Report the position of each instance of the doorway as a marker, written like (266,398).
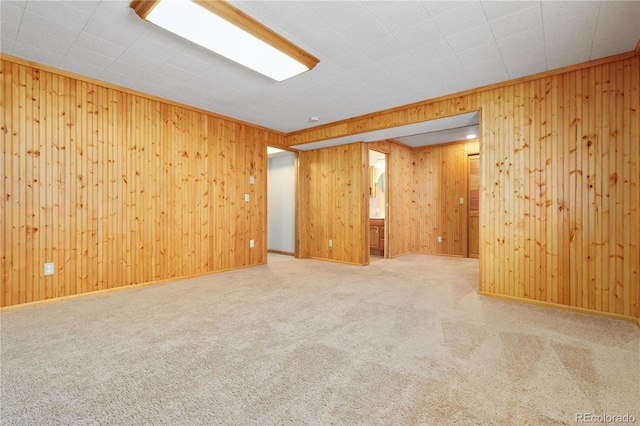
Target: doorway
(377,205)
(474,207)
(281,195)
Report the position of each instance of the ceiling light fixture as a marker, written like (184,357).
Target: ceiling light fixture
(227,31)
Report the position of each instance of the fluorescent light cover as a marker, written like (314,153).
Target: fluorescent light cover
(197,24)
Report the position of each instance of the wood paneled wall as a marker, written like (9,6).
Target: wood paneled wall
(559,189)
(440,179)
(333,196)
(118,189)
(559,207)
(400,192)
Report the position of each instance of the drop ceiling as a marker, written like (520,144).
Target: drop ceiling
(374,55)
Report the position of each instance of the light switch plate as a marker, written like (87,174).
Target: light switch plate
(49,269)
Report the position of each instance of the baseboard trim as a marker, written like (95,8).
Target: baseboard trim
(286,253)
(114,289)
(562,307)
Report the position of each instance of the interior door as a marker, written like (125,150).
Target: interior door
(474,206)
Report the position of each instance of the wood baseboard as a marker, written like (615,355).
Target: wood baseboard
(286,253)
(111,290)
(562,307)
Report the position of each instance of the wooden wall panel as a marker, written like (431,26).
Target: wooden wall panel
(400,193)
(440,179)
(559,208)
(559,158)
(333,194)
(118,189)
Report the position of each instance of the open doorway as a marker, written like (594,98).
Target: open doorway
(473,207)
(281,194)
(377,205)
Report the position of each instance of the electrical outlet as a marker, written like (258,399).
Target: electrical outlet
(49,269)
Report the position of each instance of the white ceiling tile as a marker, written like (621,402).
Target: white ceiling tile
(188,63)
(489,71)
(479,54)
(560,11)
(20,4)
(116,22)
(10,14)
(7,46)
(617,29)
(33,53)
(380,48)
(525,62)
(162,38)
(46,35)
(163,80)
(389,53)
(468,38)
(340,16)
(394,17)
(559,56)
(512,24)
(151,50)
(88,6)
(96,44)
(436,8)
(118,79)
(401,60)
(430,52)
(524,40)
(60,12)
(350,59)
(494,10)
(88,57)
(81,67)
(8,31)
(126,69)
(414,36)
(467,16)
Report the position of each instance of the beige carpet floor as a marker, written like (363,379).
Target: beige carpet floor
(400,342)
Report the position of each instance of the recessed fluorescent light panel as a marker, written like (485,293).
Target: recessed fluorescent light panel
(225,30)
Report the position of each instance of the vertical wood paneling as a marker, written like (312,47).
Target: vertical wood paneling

_ _ _

> _Directions_
Rewrite everything from the row that contains "Report the position of each instance of the electrical" down to the last of the rows, replacing "Target" with "Label" and leaving all else unchanged.

> _Exercise solution_
Report the position of each instance of the electrical outlet as a marker, written like (258,399).
Label: electrical outlet
(49,269)
Report the position of each instance of the white ceiling tile as a marker, written like (621,402).
Label: white ceiling tile
(188,63)
(489,71)
(479,54)
(560,11)
(20,4)
(116,22)
(10,14)
(7,46)
(617,29)
(33,53)
(380,48)
(525,62)
(162,38)
(46,35)
(163,80)
(389,53)
(468,38)
(340,16)
(394,17)
(559,56)
(512,24)
(151,50)
(88,6)
(96,44)
(436,8)
(118,79)
(401,60)
(430,52)
(524,40)
(60,12)
(350,59)
(494,10)
(88,57)
(81,67)
(8,31)
(126,69)
(414,36)
(467,16)
Report the position of each instance of the beige carpet floor as a marker, written like (363,379).
Label: beige carpet floor
(400,342)
Report the position of each instance of the recessed fluorescent light panel as a marker, written like (485,293).
Label: recessed fluorescent light panel
(225,30)
Report the position of each instance of the vertical wood paneling as a marker, written like (312,47).
Label: vertical wood paneling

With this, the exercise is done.